● **Assignment**:
Write out exactly the lines from the one containing "each white cloud;" through the last line of the records below, and no others.

(Text-to-region grounding data)
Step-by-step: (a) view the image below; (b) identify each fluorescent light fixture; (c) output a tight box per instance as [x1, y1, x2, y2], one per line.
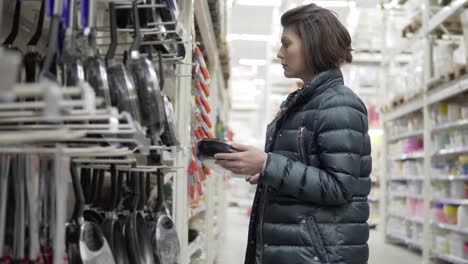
[238, 59, 267, 66]
[227, 34, 273, 42]
[303, 0, 356, 8]
[235, 0, 282, 7]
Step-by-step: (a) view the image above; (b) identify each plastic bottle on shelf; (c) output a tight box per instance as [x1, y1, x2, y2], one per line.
[433, 203, 448, 223]
[444, 205, 459, 225]
[458, 205, 468, 228]
[449, 233, 465, 258]
[448, 103, 461, 123]
[435, 232, 450, 254]
[460, 156, 468, 176]
[451, 181, 466, 199]
[438, 103, 449, 125]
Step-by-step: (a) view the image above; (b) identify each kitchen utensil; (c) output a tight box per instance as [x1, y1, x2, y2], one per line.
[83, 168, 105, 224]
[157, 50, 179, 147]
[69, 163, 115, 264]
[23, 0, 46, 83]
[126, 0, 165, 141]
[123, 170, 154, 264]
[0, 156, 10, 257]
[101, 165, 130, 264]
[62, 0, 85, 86]
[106, 2, 142, 124]
[25, 155, 41, 261]
[82, 0, 112, 106]
[149, 169, 180, 263]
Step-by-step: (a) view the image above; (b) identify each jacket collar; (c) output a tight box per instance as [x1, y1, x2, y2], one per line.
[286, 68, 344, 111]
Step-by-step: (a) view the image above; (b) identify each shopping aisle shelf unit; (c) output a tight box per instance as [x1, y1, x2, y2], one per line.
[381, 0, 468, 263]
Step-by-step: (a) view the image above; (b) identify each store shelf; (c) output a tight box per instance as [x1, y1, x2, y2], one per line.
[390, 193, 424, 199]
[388, 130, 424, 142]
[429, 74, 468, 105]
[381, 97, 423, 122]
[432, 175, 468, 181]
[389, 176, 424, 181]
[189, 205, 207, 220]
[384, 0, 468, 63]
[433, 222, 468, 236]
[388, 213, 424, 224]
[387, 234, 423, 250]
[432, 198, 468, 205]
[432, 119, 468, 132]
[432, 250, 468, 264]
[390, 152, 425, 161]
[433, 146, 468, 156]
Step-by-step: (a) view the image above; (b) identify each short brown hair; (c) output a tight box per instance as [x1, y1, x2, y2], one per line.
[281, 4, 353, 73]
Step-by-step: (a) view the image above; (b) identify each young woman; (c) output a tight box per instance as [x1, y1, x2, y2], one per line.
[215, 3, 371, 264]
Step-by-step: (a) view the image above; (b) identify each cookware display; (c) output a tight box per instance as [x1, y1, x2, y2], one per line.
[0, 0, 194, 262]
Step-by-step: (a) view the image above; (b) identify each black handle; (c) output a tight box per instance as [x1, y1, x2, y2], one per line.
[155, 169, 165, 212]
[157, 50, 165, 91]
[40, 15, 60, 79]
[131, 171, 140, 211]
[3, 0, 22, 46]
[106, 2, 118, 67]
[138, 172, 146, 210]
[110, 165, 118, 211]
[130, 0, 141, 53]
[70, 163, 85, 221]
[28, 0, 46, 46]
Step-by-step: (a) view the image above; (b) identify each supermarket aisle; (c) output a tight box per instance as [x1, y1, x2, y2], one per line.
[222, 205, 422, 264]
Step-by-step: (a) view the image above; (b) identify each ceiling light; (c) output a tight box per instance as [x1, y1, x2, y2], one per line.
[303, 0, 356, 8]
[227, 34, 273, 42]
[238, 59, 267, 66]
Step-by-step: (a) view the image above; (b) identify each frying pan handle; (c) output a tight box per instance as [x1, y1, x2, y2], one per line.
[157, 50, 165, 91]
[28, 0, 46, 46]
[110, 165, 118, 211]
[155, 169, 165, 212]
[131, 171, 141, 211]
[138, 172, 147, 210]
[3, 0, 21, 46]
[130, 0, 141, 54]
[70, 163, 85, 221]
[106, 2, 118, 67]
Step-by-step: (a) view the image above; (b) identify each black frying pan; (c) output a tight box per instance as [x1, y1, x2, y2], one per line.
[156, 51, 178, 147]
[62, 0, 85, 87]
[126, 1, 165, 141]
[123, 171, 154, 264]
[106, 2, 142, 124]
[149, 169, 180, 264]
[83, 168, 105, 224]
[23, 0, 46, 83]
[69, 164, 115, 264]
[81, 0, 112, 106]
[101, 165, 130, 264]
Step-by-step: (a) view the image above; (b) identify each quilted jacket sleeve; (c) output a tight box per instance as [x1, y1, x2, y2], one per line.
[262, 93, 370, 205]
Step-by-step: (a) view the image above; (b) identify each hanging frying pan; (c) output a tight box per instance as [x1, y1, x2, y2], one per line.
[81, 0, 112, 107]
[156, 51, 179, 147]
[101, 165, 130, 264]
[61, 0, 85, 86]
[148, 169, 180, 264]
[106, 2, 142, 124]
[40, 0, 64, 82]
[3, 0, 23, 82]
[126, 0, 165, 142]
[0, 156, 10, 257]
[83, 168, 105, 225]
[22, 0, 46, 83]
[123, 171, 154, 264]
[68, 164, 115, 264]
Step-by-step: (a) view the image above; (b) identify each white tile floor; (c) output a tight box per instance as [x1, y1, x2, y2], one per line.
[221, 207, 422, 264]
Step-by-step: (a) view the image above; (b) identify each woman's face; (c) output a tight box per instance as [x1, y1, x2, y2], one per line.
[277, 26, 311, 82]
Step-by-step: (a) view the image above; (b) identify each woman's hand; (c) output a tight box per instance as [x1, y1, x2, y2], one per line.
[246, 174, 260, 185]
[214, 143, 267, 176]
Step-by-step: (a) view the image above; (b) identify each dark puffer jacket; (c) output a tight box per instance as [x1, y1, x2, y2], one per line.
[245, 69, 371, 264]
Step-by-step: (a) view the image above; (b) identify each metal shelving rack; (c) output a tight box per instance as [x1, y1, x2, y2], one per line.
[381, 0, 468, 263]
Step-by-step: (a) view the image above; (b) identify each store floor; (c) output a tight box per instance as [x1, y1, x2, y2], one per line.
[221, 206, 422, 264]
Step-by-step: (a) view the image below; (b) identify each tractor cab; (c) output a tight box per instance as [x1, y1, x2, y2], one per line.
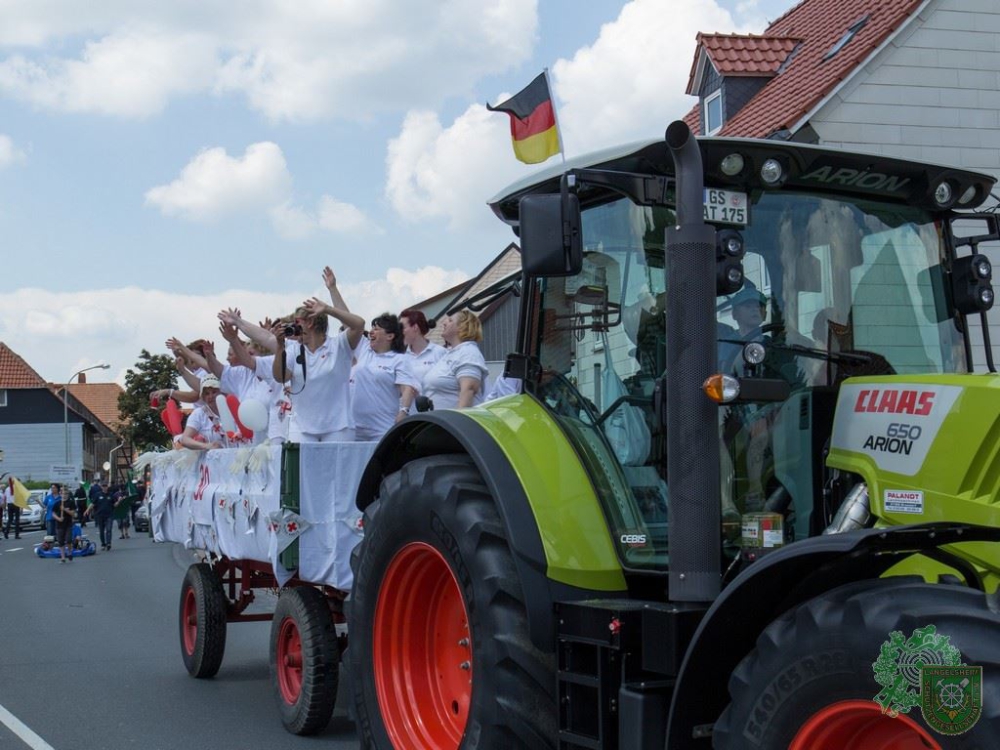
[490, 136, 998, 579]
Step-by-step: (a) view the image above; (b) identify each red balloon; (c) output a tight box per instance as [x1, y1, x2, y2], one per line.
[228, 394, 253, 440]
[160, 400, 183, 436]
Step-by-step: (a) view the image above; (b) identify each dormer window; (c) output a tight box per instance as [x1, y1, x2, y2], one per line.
[704, 91, 723, 135]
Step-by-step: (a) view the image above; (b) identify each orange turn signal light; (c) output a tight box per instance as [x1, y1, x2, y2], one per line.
[702, 374, 740, 404]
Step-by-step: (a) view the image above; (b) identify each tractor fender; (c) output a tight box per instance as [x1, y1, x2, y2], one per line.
[356, 402, 628, 650]
[666, 522, 1000, 747]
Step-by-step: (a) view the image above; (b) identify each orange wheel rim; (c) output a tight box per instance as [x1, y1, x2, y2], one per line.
[790, 700, 941, 749]
[374, 542, 472, 750]
[182, 587, 197, 655]
[276, 616, 304, 704]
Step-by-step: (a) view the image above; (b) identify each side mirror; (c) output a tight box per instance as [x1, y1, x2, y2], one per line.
[518, 193, 583, 277]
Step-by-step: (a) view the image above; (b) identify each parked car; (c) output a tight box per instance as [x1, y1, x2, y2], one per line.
[133, 503, 150, 533]
[13, 492, 46, 532]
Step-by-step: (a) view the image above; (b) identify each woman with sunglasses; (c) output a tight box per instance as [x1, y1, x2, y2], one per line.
[351, 313, 420, 441]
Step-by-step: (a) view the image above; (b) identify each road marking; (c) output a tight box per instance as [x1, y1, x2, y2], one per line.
[5, 548, 24, 552]
[0, 703, 56, 750]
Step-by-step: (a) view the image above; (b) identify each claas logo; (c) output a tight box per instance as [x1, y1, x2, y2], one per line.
[854, 389, 935, 416]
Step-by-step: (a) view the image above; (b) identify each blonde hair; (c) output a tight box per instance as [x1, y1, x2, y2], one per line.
[454, 310, 483, 344]
[293, 305, 329, 335]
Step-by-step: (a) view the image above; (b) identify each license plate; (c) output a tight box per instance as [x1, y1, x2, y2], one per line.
[703, 188, 748, 225]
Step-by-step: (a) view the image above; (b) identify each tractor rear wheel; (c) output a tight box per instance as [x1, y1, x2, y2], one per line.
[349, 454, 556, 749]
[179, 562, 227, 678]
[713, 578, 1000, 748]
[270, 586, 339, 735]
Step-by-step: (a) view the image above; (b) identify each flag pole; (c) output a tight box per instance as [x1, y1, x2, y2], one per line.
[543, 68, 566, 164]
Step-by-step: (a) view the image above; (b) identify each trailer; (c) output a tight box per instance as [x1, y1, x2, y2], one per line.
[147, 441, 375, 735]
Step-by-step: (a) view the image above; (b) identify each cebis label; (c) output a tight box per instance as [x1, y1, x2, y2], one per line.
[830, 384, 962, 476]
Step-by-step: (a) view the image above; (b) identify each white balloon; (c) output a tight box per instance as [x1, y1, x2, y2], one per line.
[216, 394, 239, 435]
[238, 399, 269, 432]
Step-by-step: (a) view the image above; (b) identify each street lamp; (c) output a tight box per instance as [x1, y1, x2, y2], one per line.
[64, 364, 111, 466]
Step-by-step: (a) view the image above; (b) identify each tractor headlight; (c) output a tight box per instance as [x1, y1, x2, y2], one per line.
[720, 153, 745, 177]
[760, 158, 784, 185]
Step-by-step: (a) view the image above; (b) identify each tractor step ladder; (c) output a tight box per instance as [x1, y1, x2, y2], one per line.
[555, 599, 705, 749]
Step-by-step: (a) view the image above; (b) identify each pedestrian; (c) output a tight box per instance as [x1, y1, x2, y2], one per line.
[116, 485, 132, 539]
[85, 480, 117, 551]
[3, 478, 20, 539]
[74, 484, 88, 528]
[43, 483, 60, 537]
[53, 487, 76, 563]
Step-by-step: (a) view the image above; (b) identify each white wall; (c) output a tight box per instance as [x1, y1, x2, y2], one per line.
[807, 0, 1000, 370]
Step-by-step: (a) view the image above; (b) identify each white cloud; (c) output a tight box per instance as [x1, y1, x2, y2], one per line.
[383, 0, 770, 229]
[145, 142, 292, 221]
[386, 105, 537, 230]
[0, 1, 538, 121]
[269, 196, 381, 240]
[0, 29, 218, 118]
[0, 134, 26, 168]
[552, 0, 749, 154]
[0, 267, 469, 385]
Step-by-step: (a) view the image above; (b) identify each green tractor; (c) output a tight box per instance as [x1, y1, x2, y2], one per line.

● **Solution for this task**:
Step-by-step: (a) view the image above; (b) identify each white cloud; (c) output a tight box per instance as [x1, y1, x2, y2], one per line.
[383, 0, 770, 229]
[145, 142, 292, 221]
[386, 105, 537, 230]
[0, 1, 538, 121]
[269, 196, 381, 240]
[0, 29, 218, 118]
[0, 134, 26, 168]
[552, 0, 749, 154]
[0, 267, 469, 385]
Step-by-step: (a) view the image above; (b) identify each green tractor; (c) output a tight box per instance as [x1, y1, x2, y2], one per line.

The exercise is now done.